TO DO
Give back the whole listing exactly as shown.

Dataset records about object locations
-.-.-

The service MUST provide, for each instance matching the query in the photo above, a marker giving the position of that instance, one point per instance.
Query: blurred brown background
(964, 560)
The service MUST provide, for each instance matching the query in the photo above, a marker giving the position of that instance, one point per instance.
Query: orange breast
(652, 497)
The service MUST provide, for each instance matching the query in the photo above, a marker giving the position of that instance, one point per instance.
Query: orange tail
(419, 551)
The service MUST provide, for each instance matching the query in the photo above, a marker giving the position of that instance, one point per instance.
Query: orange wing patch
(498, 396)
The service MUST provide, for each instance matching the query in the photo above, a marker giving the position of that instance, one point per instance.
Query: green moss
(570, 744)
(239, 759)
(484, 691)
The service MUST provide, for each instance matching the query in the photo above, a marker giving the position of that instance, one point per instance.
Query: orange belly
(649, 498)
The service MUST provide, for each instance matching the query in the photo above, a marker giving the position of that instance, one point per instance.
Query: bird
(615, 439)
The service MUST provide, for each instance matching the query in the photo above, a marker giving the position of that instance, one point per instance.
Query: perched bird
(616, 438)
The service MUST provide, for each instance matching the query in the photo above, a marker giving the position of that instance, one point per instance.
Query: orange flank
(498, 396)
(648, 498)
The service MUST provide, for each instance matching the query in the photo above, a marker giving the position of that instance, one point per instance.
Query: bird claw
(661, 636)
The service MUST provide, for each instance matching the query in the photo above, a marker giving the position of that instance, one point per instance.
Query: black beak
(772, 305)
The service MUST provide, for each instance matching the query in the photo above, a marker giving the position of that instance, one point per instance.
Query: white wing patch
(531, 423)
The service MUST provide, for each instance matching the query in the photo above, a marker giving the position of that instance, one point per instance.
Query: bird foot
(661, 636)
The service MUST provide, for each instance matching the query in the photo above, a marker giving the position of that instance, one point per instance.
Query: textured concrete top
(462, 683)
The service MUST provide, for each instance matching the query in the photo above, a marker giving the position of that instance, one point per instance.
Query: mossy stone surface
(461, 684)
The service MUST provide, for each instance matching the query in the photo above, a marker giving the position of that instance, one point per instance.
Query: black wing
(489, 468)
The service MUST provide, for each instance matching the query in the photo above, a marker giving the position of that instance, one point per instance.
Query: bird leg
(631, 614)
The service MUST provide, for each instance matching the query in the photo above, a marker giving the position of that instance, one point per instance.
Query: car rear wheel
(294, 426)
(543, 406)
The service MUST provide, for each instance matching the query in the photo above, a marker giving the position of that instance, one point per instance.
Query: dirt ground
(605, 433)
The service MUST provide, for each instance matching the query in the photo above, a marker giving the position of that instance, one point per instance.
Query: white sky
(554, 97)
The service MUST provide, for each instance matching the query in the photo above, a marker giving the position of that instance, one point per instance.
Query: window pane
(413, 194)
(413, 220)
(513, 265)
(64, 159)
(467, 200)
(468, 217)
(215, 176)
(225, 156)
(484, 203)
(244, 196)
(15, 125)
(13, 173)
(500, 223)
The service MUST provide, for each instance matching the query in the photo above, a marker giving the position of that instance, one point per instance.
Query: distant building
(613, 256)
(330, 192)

-.-.-

COMPLETED EXERCISE
The service MUST provide, for each instance matching the query in the photo above, a marker giving the position of that instance, one point per instance.
Query: blurred brown background
(964, 560)
The service MUST provide, for each instance matching the query in the photo above, a marker giving the position of that instance, one point per instance.
Query: orange breast
(652, 497)
The service MUST provide, for each instance matching the query in the photo above, a marker giving the position of that instance, one point per instance.
Query: orange tail
(419, 551)
The service MUST provide, for each instance matching the query in the photo above, a marker giving the position of that instance, one point per instance.
Query: orange wing patch
(498, 396)
The service MUST provide, for each instance matching the query in the photo above, a marker giving the position of that instance, one point per instance.
Query: green moss
(570, 744)
(239, 759)
(484, 691)
The service MUST provide, for each instance matching the query in the photo above, a marker giving the position of that instance, one point per instance.
Query: orange belly
(649, 498)
The service MUST provide, for each instance matching the query in the photo above, a marker giving the position of that instance, one point per instance.
Query: bird
(615, 439)
The service MUST provide, for each instance matching the query in the photo above, a marker giving the position of that instance, one point per instance.
Query: perched bird
(616, 438)
The service MUST provide, for each instance matching the query in the photo above, a marker giving the position of that instance, one point per instance.
Query: orange flank
(498, 396)
(648, 498)
The service MUST provide, for each instance matching the query in the photo above, a marker giving the position of that instance, one point per instance.
Query: bird claw
(661, 636)
The service MUST provide, for each instance matching the query in the photo above, a marker giving the position of that instance, one point per instance.
Query: black beak
(772, 305)
The service MUST provide, for each instance matching the query in the photo above, a marker giving the position of that instance, one point per instance.
Query: white wing patch
(531, 423)
The service MUST provide, for each instance matching the query in the photo above, a marker giving the position of that instance, one point per instance.
Query: bird foot
(661, 636)
The service MUST provide, for each instance matching the query in the photo above, a marker giving the position of that instance, one point per instance.
Query: textured concrete top
(462, 683)
The service MUST provide, for each instance matching the query in the photo above, a marker giving the position of that instance, one point per instance.
Query: mossy stone surface
(461, 684)
The service MUST provide, for each instance matching the query in the photo above, a marker giving the position of that instance, one point per instance.
Query: black wing
(489, 468)
The service MUST provide, for each instance matching the query in the photo above, a marker giving the position of that instance, one point per instance.
Query: bird leg
(631, 614)
The service MUST provide, for each instance matching the query in the photo above, a marker giving the position of that instance, one point per instance.
Query: car rear wheel
(294, 426)
(543, 406)
The service MUST provide, for each instance matching the query in the photo above, a marker giving the position of that instance, one point per instance.
Query: dirt ground
(605, 433)
The service MUST provide, for each instance matching the query in the photo above, a marker giving the position of that instance, one point per instance.
Query: white sky
(554, 97)
The service MUST provide, for each instance matching the query in the photo above, a marker giving the position of that instance, one point per instance.
Query: window pane
(413, 194)
(413, 220)
(513, 265)
(64, 159)
(467, 200)
(468, 217)
(215, 176)
(225, 156)
(484, 203)
(244, 196)
(15, 125)
(13, 173)
(500, 223)
The service MUST provide, for each instance matching the query in the photo above, a marker giving the position of that instance, one point per instance.
Query: distant building
(613, 256)
(330, 192)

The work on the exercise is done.